Items »
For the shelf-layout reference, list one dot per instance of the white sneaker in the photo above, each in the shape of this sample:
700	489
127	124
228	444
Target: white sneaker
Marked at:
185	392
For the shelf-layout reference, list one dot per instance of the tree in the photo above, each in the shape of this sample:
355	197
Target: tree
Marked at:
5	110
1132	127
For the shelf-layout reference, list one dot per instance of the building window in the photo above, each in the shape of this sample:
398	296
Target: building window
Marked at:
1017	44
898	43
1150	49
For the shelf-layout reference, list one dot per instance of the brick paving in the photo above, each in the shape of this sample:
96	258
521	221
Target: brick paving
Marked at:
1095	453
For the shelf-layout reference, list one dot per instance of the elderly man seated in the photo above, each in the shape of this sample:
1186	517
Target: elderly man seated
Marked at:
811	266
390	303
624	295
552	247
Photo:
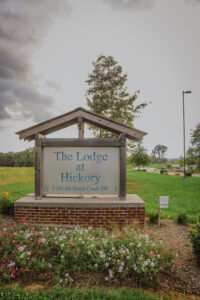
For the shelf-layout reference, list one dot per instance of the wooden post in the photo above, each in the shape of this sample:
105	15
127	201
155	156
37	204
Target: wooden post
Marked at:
38	167
122	190
80	127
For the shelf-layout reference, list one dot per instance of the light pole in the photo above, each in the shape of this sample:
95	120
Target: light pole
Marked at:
184	92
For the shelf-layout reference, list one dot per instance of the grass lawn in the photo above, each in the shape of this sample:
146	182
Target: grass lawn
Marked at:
184	194
17	181
78	294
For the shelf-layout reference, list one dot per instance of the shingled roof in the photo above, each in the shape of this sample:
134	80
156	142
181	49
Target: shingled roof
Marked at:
71	118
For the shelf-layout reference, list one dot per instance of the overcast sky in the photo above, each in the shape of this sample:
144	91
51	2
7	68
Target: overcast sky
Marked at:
47	48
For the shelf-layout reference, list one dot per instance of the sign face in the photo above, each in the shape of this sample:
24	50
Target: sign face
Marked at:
163	203
81	170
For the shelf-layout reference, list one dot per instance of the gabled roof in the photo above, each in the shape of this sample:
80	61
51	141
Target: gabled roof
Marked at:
71	118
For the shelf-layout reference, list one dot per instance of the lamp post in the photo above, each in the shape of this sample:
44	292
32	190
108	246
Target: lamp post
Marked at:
184	92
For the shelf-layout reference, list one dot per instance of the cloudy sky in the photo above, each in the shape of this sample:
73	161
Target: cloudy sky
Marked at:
47	48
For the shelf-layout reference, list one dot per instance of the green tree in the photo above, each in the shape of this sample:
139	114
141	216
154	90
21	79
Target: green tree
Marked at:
140	157
159	152
195	141
107	94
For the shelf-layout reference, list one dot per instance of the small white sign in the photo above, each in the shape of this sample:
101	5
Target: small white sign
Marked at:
163	203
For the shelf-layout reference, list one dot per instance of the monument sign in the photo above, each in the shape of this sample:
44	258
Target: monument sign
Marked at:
78	167
81	170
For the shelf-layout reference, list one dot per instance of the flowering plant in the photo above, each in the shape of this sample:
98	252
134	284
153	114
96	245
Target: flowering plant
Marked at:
58	254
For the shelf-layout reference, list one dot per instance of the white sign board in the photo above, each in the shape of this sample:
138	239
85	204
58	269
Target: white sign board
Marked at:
81	170
163	203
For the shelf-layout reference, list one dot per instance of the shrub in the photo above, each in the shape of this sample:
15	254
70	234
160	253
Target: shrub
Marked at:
59	254
182	218
6	205
194	235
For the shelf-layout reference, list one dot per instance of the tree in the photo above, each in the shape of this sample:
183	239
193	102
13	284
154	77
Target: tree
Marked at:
107	94
140	157
159	152
194	152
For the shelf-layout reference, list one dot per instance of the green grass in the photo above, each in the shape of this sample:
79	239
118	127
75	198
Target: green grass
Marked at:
17	181
78	294
184	194
157	166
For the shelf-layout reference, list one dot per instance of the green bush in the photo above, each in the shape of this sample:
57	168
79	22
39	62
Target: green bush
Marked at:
182	218
58	254
188	174
194	235
6	205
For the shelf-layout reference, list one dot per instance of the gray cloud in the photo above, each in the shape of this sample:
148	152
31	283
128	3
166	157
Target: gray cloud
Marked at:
53	84
192	2
22	25
131	5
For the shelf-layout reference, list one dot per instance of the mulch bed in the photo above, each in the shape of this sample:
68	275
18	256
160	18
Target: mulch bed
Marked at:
181	278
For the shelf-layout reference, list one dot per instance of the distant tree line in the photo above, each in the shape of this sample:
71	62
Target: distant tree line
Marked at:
24	158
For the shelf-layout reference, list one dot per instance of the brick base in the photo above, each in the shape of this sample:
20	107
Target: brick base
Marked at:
85	212
81	216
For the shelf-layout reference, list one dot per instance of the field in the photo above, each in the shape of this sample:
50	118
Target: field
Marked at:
184	194
42	256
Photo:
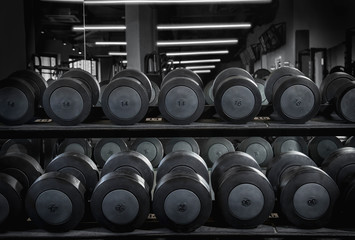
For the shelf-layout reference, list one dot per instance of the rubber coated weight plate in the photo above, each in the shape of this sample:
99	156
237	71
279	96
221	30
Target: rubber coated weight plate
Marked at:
106	147
121	202
286	144
78	165
55	202
258	148
214	148
125	101
22	167
130	162
283	161
321	146
228	161
181	144
152	148
182	161
86	78
139	76
67	101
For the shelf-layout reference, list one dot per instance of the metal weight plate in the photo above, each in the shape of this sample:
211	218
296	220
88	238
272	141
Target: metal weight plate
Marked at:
130	162
78	165
182	201
121	202
228	161
258	148
275	76
22	167
283	161
87	79
139	76
237	99
245	197
181	144
296	100
125	101
76	145
55	202
227	73
290	143
106	147
320	147
17	101
182	161
67	101
214	148
151	148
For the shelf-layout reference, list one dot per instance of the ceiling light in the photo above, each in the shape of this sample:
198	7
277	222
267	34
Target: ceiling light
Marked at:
100	28
197	53
196	42
203	26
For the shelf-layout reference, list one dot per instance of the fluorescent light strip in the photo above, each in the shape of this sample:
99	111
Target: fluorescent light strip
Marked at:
196	42
99	28
197	53
204	26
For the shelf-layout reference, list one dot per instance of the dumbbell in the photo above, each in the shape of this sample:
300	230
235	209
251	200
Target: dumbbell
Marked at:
181	98
295	98
214	147
126	98
306	194
20	95
182	200
121	199
259	148
57	200
244	195
106	147
17	173
68	101
151	148
338	89
236	96
320	147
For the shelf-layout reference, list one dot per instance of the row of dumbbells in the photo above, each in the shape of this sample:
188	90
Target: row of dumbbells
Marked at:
119	197
235	94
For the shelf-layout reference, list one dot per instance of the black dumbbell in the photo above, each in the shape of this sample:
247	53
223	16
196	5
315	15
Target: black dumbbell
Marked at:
126	98
17	173
244	195
20	95
338	89
182	199
181	98
306	194
57	200
106	147
295	98
259	148
121	199
68	101
236	96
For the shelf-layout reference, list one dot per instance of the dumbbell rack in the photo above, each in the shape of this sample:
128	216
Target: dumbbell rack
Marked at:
202	128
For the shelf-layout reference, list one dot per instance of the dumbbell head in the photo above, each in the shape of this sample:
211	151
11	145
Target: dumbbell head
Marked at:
286	144
130	162
78	165
106	147
151	148
181	97
214	148
258	148
321	146
56	202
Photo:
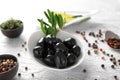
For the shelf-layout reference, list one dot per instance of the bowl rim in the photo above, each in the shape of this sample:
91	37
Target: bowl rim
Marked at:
56	69
13	66
11	29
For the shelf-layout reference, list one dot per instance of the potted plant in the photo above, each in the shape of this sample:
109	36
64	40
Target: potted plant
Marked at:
12	28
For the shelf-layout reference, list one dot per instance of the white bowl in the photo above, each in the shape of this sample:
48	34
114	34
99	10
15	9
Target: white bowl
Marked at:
32	41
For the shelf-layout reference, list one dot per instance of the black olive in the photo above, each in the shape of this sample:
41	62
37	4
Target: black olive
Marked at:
71	58
60	47
76	50
51	41
41	42
38	51
60	60
50	51
49	60
70	42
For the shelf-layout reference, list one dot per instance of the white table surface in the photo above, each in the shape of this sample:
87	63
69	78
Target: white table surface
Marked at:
29	10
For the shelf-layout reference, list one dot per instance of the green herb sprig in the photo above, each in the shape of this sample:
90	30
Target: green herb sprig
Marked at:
54	21
11	24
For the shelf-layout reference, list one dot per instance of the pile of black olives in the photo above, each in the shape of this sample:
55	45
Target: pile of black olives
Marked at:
56	53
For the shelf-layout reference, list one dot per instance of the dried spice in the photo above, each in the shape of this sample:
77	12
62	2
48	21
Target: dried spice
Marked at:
7	64
89	44
78	32
84	70
19	74
96	41
103	58
113	43
94	46
92	34
32	75
101	49
103	66
116	78
26	68
89	53
25	49
112	66
96	51
22	45
102	41
104	52
18	54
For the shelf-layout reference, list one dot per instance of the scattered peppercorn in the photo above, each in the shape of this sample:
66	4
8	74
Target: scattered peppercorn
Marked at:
89	44
25	42
19	74
89	53
103	58
111	59
119	60
94	46
114	63
101	49
26	68
102	41
96	41
108	54
116	78
22	45
112	66
84	70
18	54
25	49
32	75
103	66
111	55
78	32
96	51
7	64
104	52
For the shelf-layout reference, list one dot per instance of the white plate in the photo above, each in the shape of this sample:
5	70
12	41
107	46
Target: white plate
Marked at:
62	35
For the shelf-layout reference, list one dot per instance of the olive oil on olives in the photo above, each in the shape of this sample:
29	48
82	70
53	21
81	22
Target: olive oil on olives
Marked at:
56	53
60	60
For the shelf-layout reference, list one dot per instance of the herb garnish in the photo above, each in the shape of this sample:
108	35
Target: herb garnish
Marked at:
54	21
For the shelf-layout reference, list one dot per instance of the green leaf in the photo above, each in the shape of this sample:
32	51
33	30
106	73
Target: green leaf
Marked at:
43	22
43	27
85	19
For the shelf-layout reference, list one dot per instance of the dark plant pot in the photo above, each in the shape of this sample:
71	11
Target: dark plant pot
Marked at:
8	75
12	33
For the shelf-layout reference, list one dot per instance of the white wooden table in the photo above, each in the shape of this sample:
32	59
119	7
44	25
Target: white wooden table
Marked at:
108	18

Problem description »
Please edit the listing starting at the line that contains "of the dried" and ending at its final line, replacing "Marked at" with "Pointed at" and leaving everything else unchanged. Give back only those lines.

Output for this exercise »
For the shelf-layout reference, list one dot per instance of the dried spice in the photo above, each in the shape of this sample:
77	12
62	2
48	21
Target: dried spice
Pointed at:
7	64
89	44
78	32
84	70
19	74
96	41
103	58
113	43
94	46
92	34
32	75
101	49
103	66
116	78
26	68
89	53
25	49
112	66
96	51
22	45
102	41
104	52
18	54
For the shelf-layout reference, list one dot per instance of the scattered peppercorn in the photo above, each in the shape of this sample:
66	4
8	74
Target: scattered peppercorn
Pointed at:
89	44
25	42
19	74
89	53
103	58
111	59
119	60
94	46
114	63
101	49
26	68
102	41
96	41
108	54
116	78
22	45
112	66
84	70
18	54
25	49
32	75
103	66
111	55
78	32
96	51
7	64
104	52
For the shelf-layout reference, list one dot per instance of the white plate in the photo above, each in the shape of this sample:
5	70
12	41
107	46
Target: white plate
Pointed at:
62	35
For the shelf-layout reference, list one dot per instance of the olive oil on olives in the photo above, each in the shape of this sample:
29	48
82	70
53	21
81	22
Target: olive oil on olives
Pointed at:
56	53
60	60
For the shelf-layout reference, list one dot per instance of the herb garnish in the photo above, each in the shape of this sample:
108	35
Target: herb garnish
Pointed at:
54	21
For the shelf-layout reference, list one dot per instance of the green leaf in the photo above, each in the shape of this sample:
32	51
33	30
106	73
Target: green leaf
Pointed at:
43	22
43	27
85	19
For the shelf-layout reference, list one dot per instance of the dark plant pot in the photo above, each in the shape of this sample:
71	11
Target: dark plant pot
Pointed at:
8	75
12	33
For the shelf-layout reference, list one dot per instance of the white wooden table in the photo above, each in the shape of this sample:
32	59
119	7
44	25
Target: white wooden table
Pointed at:
108	18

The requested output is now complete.